Toutes ces dernières années, la cherté du prix de l’essence a été un leitmotiv tant chez les syndicalistes des dernières colonies que chez certains politiques, notamment Victorin Lurel lorsqu’il était ministre des Outremers.
Un observateur extérieur eut juré qu’il s’agissait là du problème le plus important, le plus grave, qui affecte nos pays. Divisez par deux le prix du litre d’essence et hop ! tous nos problèmes économiques seraient résolus. Fini le chômage massif, surtout des jeunes ! Fini la fermeture régulière d’entreprises ! Fini la délinquance et le trafic de drogue ! Fini les méfaits du chlordécone ! etc…Cet observateur extérieur n’aurait toutefois pas manqué, après réflexion, de se demander pourquoi cette fixation sur le prix de l’essence dans des îles qui font au mieux 100kms de long sur 30 ou 40 de large et où donc aucun automobiliste ou camionneur n’a à rouler des journées entières avant d’arriver à destination. Poussant sa réflexion un peu plus avant, le même observateur eut pu se demander pourquoi aucun syndicaliste ni politique n’a proposé de plan de réduction de la circulation automobile soit par le développement des transports en commun soit par celui du covoiturage soit encore, comme cela se fait dans des pays comparables aux nôtres tels que Barbade ou Singapour, par la circulation alternée. D’autant que l’effroyable circulation automobile dans nos îles non seulement entraîne une consommation d’essence toute aussi effrayante, ce qui n’est pas bon du tout pour notre balance commerciale, mais ne profite qu’aux concessionnaires automobiles pratiquement tous…békés, ceux-là mêmes que prétendent combattre à corps et à cris nos mêmes syndicalistes. Sans compter tous les problèmes de pollution de l’air que cela entraîne.

Consigne écrite A
Mettez à jour les enregistrements en commençant à leur début et en terminant à la ligne qui contient « Your masks, with ». Remplacez « format » par « layout » sans rien modifier d'autre.
Le texte et les enregistrements sont deux documents indépendants.

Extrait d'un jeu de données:
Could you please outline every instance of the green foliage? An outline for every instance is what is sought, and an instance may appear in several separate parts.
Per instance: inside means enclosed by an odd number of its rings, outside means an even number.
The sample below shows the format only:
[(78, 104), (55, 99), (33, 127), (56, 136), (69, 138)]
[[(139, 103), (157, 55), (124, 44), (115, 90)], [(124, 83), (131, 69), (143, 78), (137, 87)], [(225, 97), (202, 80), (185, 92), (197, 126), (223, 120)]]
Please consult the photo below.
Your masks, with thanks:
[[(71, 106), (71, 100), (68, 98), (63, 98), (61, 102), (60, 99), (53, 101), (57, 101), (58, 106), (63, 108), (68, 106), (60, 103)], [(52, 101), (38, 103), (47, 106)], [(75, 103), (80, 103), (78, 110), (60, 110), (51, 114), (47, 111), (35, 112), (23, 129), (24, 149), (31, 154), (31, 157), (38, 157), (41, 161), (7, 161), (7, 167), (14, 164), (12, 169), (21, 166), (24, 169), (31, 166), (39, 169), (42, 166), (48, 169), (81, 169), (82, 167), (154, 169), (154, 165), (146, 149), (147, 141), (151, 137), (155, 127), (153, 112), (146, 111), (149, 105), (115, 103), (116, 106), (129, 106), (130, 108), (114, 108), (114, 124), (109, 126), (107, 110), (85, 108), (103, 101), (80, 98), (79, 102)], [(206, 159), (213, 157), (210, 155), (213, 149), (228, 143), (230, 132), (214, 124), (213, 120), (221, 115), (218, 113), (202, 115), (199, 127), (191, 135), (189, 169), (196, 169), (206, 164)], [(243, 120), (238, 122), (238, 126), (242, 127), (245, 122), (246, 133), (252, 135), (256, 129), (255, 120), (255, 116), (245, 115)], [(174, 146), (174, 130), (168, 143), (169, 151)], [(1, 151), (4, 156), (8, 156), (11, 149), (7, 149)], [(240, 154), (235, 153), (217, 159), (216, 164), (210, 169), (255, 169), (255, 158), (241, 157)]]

Consigne écrite B
Recopiez le texte sur le prix de l'essence en commençant à « Toutes ces dernières » et en terminant à « ministre des Outremers. ».

Réponse correcte A
Could you please outline every instance of the green foliage? An outline for every instance is what is sought, and an instance may appear in several separate parts.
Per instance: inside means enclosed by an odd number of its rings, outside means an even number.
The sample below shows the layout only:
[(78, 104), (55, 99), (33, 127), (56, 136), (69, 138)]
[[(139, 103), (157, 55), (124, 44), (115, 90)], [(124, 83), (131, 69), (143, 78), (137, 87)], [(225, 97), (202, 80), (185, 92), (197, 126), (223, 120)]]
Please consult the photo below.
Your masks, with thanks:

Réponse correcte B
Toutes ces dernières années, la cherté du prix de l’essence a été un leitmotiv tant chez les syndicalistes des dernières colonies que chez certains politiques, notamment Victorin Lurel lorsqu’il était ministre des Outremers.